● What is required
Can you find every line in the data below that contains the string "brown" and copy each one out? Case counts, so uppercase and lowercase don't match each other.
»»
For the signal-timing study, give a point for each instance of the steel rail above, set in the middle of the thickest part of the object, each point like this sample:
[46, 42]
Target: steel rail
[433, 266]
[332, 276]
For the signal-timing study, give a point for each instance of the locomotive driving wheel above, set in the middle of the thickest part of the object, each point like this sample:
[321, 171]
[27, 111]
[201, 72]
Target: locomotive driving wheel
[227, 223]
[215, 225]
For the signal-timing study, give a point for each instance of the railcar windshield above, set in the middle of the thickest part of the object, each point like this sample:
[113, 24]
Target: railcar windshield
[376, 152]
««
»»
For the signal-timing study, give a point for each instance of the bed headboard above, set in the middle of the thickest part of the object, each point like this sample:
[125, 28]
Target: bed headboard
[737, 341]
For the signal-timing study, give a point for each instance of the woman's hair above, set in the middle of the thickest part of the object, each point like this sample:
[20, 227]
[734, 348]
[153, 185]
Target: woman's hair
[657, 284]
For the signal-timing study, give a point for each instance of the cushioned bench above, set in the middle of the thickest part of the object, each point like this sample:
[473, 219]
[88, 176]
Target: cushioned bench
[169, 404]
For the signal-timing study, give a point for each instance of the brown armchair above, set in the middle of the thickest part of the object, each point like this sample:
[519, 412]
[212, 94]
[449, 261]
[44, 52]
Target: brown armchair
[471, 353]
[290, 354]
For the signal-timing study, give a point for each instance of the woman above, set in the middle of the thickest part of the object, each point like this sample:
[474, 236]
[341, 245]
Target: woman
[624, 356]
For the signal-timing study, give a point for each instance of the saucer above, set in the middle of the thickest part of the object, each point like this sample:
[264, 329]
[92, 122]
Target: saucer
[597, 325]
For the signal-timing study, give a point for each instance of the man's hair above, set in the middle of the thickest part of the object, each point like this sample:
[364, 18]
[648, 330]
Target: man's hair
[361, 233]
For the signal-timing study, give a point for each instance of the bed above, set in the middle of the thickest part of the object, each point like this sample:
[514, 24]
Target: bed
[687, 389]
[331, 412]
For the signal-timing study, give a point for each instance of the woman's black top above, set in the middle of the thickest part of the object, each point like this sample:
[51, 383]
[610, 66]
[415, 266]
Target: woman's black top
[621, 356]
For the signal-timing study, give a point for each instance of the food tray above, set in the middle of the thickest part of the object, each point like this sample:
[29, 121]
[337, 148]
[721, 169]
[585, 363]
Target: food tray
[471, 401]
««
● Task response
For the signal-timing study, give a point for each instance of the brown armchair above, set in the middle of the thickest part of the object, each point like this sample:
Target: brown armchair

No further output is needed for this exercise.